What the exercise asks:
Would you repeat every entry below word for word but drop the images?

──────── Records shown ────────

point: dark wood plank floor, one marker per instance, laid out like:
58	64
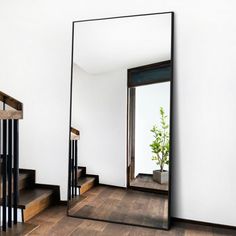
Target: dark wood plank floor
123	206
146	181
54	221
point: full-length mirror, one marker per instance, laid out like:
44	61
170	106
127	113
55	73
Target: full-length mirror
120	130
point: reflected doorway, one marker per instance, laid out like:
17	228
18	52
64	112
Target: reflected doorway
148	121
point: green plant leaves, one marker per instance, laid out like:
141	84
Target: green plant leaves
161	143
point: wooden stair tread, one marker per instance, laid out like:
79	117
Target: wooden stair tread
30	196
19	229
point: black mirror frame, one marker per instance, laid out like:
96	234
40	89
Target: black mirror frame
171	108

────────

Answer below:
point: dark wood plank floor, one marker per instance, laid out like:
58	64
Target: dark wood plank floor
123	206
146	181
54	221
point: full-length mirror, one marker per instance, laid out like:
44	61
170	106
127	113
55	73
Target: full-length mirror
120	130
point: reflected doorway, one marker per instance, laid out like:
17	228
18	52
64	112
Target: reflected doorway
148	121
point: green plant leaves, one marker per instance, laid out like:
141	84
Target: green plant leaves
161	143
point: wooden stair tread, one marker per instance, laid out like:
79	117
Target: wooden stair tread
30	196
19	229
point: black mirror frame, one marker per instance, laid out like:
96	234
40	89
Target: black mirror frame
171	108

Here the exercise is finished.